<<<<

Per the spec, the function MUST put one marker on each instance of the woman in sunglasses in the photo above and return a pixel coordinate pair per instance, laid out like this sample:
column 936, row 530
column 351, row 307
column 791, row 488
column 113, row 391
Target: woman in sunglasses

>>>>

• _Written task_
Put every line of the records above into a Markdown table with the columns Row and Line text, numbering each row and leaving out blank lines.

• _Response_
| Row | Line text |
|---|---|
| 1 | Per the spec, the function MUST put one marker on each instance of the woman in sunglasses in the photo above and return a pixel coordinate pair per instance, laid out like this sample: |
| 2 | column 936, row 530 |
| 3 | column 351, row 307 |
| 4 | column 791, row 488 |
| 5 | column 113, row 391 |
| 6 | Target: woman in sunglasses |